**Travail demandé**
• a. Comment traduire en anglais cette phrase de l'extrait consacré à Nagase : « Une fois que quelque chose est dans l'ADN, la seule chose qui puisse l'en retirer est la mort de cette cellule. » ?
• b. Reprenez l'extrait consacré à Nagase à la suite de sa dernière phrase.

**Extrait**
« Une fois que quelque chose est dans l'ADN, la seule chose qui puisse l'en retirer est la mort de cette cellule. »
Médecin de famille diplômé de l'École de médecine Dalhousie en 2004, ayant exercé en Colombie-Britannique. A résigné sa licence médicale à la suite d'une procédure disciplinaire.
Le Collège des médecins et chirurgiens de la Colombie-Britannique a émis une citation pour faute professionnelle contre Nagase, portant sur des déclarations publiques jugées trompeuses ou incorrectes sur les vaccins COVID-19. L'incident le plus documenté est un discours prononcé le 9 décembre 2021 devant l'Assemblée législative de la Colombie-Britannique, filmé devant des effigies de responsables politiques provinciaux pendues symboliquement, au cours duquel il a qualifié les vaccins COVID-19 d'« injection la plus dangereuse de l'histoire de la vaccination ».
Depuis 2021, Nagase intervient publiquement — conférences, entretiens vidéo, radio — pour alerter sur un mécanisme biologique précis : la rétrotranscription, c'est-à-dire la conversion d'ARN messager en ADN pouvant théoriquement s'intégrer au génome de la cellule hôte via des éléments rétrotransposons de type LINE-1.
La rétrotranscription in vitro de l'ARNm BNT162b2 en ADN a été rapportée dans des cellules hépatiques humaines Huh7 par une étude à comité de lecture (Aldén et al., 2022, Current Issues in Molecular Biology). Une revue théorique de Tomislav Domazet-Lošo (2022, Genes) souligne par ailleurs qu'aucune étude expérimentale directe n'a exclu la rétroposition de l'ARNm vaccinal via les éléments LINE-1. LDDF documente séparément ces deux publications.

(Données de masques de segmentation)
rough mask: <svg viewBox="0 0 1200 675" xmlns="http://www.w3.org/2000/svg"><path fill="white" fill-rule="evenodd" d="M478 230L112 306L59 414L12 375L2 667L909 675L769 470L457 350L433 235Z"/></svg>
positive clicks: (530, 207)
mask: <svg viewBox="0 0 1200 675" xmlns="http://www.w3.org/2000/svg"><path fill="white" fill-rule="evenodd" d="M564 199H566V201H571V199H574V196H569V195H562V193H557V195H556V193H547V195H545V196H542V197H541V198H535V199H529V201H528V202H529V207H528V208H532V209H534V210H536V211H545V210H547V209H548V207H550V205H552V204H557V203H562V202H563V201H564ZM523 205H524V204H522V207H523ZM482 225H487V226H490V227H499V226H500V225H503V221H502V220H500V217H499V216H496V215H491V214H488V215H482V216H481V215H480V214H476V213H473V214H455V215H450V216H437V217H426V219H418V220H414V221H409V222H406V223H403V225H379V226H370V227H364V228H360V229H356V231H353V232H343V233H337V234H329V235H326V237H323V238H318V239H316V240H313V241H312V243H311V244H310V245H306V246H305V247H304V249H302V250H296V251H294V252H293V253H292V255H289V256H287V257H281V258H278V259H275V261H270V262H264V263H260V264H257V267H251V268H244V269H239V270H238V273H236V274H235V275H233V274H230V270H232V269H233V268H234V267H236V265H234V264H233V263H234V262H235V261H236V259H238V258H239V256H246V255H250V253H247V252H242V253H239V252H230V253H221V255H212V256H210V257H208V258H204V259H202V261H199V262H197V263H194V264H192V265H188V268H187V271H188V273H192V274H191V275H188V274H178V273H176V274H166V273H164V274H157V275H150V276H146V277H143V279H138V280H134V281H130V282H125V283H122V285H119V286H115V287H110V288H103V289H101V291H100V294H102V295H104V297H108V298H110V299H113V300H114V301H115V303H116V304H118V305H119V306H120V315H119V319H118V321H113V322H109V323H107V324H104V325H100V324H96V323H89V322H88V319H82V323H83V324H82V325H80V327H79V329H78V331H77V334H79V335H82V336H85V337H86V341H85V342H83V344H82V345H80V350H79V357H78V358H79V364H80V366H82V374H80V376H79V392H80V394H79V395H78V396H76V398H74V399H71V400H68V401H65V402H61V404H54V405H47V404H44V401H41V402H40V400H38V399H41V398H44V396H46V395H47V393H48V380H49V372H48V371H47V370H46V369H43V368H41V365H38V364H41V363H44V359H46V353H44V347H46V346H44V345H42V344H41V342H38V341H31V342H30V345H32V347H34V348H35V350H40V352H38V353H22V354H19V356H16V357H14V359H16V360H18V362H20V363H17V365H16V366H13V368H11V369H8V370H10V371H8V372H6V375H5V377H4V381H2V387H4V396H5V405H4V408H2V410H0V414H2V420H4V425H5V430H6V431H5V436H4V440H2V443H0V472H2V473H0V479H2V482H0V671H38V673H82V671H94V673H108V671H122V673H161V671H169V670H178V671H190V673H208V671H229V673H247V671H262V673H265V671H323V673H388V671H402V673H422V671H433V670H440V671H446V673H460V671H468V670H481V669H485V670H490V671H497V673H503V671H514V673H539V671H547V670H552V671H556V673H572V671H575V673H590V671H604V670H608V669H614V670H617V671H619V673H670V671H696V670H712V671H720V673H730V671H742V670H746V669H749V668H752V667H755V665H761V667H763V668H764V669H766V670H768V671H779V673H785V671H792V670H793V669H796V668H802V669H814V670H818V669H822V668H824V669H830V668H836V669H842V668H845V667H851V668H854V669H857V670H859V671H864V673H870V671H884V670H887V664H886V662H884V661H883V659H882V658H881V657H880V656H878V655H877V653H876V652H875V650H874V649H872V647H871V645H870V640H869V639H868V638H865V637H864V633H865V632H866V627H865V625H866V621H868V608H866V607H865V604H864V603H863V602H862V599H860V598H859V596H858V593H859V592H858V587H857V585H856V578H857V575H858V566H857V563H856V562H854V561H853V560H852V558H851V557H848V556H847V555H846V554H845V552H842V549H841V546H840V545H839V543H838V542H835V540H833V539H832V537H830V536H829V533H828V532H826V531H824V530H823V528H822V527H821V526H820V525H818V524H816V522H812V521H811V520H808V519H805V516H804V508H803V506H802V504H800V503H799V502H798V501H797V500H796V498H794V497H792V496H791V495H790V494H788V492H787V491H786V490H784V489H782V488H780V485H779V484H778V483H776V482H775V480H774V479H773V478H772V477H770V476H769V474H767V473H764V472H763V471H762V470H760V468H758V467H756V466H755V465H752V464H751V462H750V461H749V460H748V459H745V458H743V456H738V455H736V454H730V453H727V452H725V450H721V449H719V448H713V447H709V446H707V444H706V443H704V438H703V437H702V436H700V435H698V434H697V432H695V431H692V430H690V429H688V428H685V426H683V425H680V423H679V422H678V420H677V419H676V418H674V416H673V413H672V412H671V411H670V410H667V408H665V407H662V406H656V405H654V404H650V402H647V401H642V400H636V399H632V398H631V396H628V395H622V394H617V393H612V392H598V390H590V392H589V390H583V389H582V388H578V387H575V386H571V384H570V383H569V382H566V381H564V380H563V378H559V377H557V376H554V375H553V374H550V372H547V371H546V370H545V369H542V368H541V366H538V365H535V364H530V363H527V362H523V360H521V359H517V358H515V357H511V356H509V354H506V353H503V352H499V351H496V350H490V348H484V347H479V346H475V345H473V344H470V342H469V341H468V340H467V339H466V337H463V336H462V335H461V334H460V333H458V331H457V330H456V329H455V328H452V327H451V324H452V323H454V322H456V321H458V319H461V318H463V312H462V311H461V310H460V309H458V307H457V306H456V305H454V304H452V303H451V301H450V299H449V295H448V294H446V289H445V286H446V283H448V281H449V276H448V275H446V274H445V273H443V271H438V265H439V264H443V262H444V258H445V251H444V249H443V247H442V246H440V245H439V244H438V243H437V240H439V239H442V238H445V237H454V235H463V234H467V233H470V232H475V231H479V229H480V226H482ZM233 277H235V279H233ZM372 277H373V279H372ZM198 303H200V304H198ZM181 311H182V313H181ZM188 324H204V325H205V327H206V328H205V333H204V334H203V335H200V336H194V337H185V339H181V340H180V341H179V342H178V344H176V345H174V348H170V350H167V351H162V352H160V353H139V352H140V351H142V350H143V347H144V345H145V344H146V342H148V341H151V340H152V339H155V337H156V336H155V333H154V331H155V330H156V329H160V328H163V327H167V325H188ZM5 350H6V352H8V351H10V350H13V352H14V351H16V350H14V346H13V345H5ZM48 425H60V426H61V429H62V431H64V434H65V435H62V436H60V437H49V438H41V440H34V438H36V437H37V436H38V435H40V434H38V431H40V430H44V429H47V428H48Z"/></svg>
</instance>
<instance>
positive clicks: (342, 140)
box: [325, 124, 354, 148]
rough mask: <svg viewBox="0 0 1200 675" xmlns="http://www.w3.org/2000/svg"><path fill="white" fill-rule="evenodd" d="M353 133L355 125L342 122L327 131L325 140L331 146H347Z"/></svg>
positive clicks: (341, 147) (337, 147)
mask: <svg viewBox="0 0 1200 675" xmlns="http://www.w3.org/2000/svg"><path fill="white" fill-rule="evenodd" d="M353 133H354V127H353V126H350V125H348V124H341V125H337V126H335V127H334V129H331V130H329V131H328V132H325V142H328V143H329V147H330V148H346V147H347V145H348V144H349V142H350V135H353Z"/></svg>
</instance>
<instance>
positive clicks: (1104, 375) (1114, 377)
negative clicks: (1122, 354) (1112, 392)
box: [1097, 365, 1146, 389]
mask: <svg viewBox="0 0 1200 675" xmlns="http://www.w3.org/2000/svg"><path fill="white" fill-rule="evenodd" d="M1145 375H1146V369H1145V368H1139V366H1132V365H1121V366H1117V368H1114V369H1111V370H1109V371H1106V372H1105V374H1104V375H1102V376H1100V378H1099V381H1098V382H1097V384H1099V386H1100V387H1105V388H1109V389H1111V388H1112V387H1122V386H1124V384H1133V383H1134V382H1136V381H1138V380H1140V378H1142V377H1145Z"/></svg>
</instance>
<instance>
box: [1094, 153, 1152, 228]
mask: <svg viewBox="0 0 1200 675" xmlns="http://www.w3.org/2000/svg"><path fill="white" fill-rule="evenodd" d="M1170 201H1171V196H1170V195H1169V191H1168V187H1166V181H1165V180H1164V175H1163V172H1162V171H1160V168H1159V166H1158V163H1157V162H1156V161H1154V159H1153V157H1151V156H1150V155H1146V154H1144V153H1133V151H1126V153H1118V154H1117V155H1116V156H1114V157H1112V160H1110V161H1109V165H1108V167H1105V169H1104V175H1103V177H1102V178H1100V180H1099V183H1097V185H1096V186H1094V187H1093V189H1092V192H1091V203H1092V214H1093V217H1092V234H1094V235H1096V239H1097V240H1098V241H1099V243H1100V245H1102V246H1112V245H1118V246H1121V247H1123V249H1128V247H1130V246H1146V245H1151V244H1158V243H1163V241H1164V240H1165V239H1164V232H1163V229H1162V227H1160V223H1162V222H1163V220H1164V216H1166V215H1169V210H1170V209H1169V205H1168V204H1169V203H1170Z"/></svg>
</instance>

**Corrigé**
• a. Once something is in the DNA, the only thing that can remove it is the death of that cell.

• b.
Nagase affirme publiquement que sur environ 5 milliards de personnes vaccinées dans le monde, 1,25 milliard de femmes en âge de procréer seraient « porteuses de mutations » transmissibles à leur descendance, et que le génome humain aurait été « empoisonné par un gène qui n'a jamais existé dans l'histoire du génome humain ». Il relaie également des affirmations, attribuées à un lanceur d'alerte anonyme de Moderna, sur l'ajout d'un ingrédient stérilisant. Aucune de ces affirmations spécifiques — ampleur chiffrée, transmission héréditaire généralisée, ingrédient stérilisant — n'est étayée par une publication scientifique identifiée par LDDF à ce jour ; elles restent des déclarations de Nagase lui-même, non des données vérifiées indépendamment.
LDDF documente que Nagase a tenu ces propos publiquement, et que le mécanisme général de rétrotranscription qu'il invoque fait l'objet d'une littérature scientifique réelle et sérieuse (voir les fiches Aldén, Domazet-Lošo, Cristofari). LDDF ne documente pas — faute de source vérifiée — l'exactitude des chiffres et des mécanismes de transmission héréditaire qu'il avance spécifiquement. Signal ≠ Causalité : l'existence d'une question scientifique légitime ne valide pas automatiquement chaque affirmation formulée à son sujet.